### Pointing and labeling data
* * * *

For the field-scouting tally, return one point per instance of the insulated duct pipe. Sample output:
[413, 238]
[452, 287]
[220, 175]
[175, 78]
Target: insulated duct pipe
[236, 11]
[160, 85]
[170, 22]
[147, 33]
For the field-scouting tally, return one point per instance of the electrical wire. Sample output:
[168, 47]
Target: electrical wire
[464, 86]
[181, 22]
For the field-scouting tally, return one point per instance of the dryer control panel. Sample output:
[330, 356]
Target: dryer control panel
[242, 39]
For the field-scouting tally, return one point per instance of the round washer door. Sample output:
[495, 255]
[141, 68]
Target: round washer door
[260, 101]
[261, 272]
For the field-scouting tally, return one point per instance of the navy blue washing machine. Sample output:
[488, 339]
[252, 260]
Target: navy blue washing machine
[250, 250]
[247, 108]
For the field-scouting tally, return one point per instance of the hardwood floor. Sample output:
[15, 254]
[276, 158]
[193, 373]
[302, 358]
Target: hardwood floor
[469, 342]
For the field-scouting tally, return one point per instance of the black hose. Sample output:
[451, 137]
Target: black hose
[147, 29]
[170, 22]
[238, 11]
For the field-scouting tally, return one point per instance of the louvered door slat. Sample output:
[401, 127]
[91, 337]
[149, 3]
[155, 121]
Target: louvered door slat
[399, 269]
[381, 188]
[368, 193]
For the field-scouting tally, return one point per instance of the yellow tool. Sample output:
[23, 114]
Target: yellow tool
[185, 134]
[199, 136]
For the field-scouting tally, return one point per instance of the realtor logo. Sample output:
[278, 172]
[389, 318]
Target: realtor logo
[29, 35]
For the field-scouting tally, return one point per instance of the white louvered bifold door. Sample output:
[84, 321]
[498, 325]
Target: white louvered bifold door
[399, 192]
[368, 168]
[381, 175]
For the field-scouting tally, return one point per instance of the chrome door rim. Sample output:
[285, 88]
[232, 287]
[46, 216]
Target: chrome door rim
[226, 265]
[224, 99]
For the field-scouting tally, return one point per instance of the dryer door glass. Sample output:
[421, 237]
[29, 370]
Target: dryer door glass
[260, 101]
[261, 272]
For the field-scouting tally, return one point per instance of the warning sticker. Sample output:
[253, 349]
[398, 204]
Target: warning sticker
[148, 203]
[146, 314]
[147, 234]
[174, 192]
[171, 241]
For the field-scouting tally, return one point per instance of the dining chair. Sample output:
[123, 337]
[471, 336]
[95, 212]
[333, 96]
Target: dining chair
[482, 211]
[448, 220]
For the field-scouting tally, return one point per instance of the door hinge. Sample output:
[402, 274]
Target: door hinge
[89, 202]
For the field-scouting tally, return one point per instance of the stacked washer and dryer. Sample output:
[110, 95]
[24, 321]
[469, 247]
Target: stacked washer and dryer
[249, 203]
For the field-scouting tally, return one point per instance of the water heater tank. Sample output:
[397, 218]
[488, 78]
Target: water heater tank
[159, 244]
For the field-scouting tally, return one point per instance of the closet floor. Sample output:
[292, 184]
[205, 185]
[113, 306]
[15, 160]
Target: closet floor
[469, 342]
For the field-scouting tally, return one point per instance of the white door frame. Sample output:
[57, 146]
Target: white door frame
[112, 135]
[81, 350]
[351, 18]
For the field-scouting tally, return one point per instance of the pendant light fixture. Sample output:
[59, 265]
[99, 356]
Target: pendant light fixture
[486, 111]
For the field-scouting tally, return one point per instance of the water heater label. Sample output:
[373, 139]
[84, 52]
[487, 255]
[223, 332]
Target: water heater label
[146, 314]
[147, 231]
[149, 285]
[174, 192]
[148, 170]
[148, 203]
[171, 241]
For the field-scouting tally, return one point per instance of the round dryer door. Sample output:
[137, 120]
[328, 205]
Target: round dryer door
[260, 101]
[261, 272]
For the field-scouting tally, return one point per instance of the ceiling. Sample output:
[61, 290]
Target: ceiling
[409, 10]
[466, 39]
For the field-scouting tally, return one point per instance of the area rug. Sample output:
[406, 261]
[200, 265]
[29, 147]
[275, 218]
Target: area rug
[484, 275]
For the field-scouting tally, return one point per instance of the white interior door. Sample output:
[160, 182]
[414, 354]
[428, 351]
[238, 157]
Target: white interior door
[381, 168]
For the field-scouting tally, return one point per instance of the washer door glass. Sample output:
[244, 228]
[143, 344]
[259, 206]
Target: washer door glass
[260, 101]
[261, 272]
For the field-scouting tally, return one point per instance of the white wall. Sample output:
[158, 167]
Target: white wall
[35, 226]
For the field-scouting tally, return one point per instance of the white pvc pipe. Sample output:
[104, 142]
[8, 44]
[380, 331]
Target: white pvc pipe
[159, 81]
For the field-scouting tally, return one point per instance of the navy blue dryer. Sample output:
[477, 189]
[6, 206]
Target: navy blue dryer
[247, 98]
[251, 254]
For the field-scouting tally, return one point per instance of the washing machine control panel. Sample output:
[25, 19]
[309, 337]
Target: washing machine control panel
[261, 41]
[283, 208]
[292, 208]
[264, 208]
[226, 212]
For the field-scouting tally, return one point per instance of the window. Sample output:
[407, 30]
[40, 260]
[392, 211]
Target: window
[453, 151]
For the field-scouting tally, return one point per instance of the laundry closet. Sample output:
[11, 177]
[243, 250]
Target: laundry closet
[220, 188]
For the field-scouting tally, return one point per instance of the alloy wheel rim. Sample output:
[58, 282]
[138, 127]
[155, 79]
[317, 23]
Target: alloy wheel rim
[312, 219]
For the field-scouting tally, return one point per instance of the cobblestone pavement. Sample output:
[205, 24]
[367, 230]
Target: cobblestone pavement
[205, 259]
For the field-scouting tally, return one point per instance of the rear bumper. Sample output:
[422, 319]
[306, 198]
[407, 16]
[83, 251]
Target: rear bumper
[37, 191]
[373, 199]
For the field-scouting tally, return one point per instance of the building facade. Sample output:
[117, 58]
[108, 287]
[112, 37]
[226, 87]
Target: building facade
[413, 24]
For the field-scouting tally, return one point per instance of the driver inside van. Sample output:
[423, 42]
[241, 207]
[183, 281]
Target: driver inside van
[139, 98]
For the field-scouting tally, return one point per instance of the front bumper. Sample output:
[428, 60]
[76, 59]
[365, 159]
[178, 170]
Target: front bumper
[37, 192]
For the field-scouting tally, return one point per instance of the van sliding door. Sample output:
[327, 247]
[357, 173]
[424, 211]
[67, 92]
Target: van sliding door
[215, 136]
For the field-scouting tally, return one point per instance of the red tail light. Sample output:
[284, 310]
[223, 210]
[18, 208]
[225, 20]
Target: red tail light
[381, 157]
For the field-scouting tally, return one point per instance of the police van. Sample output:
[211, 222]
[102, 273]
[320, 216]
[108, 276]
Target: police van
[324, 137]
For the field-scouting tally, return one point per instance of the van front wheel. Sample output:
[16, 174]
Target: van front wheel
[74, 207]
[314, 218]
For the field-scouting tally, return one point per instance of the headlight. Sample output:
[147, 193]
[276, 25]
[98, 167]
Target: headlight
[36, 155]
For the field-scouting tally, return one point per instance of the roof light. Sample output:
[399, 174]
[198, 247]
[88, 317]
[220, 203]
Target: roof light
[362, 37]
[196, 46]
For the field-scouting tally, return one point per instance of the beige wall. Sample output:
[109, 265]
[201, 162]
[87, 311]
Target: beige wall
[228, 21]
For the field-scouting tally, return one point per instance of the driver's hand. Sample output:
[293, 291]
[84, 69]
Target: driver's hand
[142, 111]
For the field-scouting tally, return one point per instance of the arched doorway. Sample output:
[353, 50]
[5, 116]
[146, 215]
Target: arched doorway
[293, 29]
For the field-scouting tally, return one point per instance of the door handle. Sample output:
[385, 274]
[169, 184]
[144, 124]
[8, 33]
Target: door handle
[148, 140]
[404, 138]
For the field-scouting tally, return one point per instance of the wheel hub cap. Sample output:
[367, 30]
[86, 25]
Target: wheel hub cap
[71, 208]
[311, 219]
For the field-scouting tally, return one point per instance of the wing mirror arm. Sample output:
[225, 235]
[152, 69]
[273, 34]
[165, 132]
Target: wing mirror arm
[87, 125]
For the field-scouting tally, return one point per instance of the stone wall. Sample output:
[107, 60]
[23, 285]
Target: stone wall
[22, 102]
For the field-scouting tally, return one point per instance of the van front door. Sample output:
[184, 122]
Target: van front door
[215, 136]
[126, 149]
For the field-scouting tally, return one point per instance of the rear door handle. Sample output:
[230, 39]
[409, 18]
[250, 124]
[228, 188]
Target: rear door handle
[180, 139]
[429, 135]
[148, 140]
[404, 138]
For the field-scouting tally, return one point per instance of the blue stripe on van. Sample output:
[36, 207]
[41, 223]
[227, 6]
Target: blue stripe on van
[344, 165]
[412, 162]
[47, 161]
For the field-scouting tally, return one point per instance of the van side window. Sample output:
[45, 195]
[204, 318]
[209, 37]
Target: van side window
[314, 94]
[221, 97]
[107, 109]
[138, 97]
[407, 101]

* * * *

### TASK INSTRUCTIONS
Copy everything from the line containing "the van side" down to the end of the data, requests included, and decrease every coordinate in the answers by 106.

### FINISHED EXERCISE
For the field-scouting tally, return one point per instance of the van side window. Sample output:
[45, 195]
[204, 318]
[209, 37]
Target: van side window
[208, -12]
[115, -9]
[1, 3]
[32, -9]
[301, -5]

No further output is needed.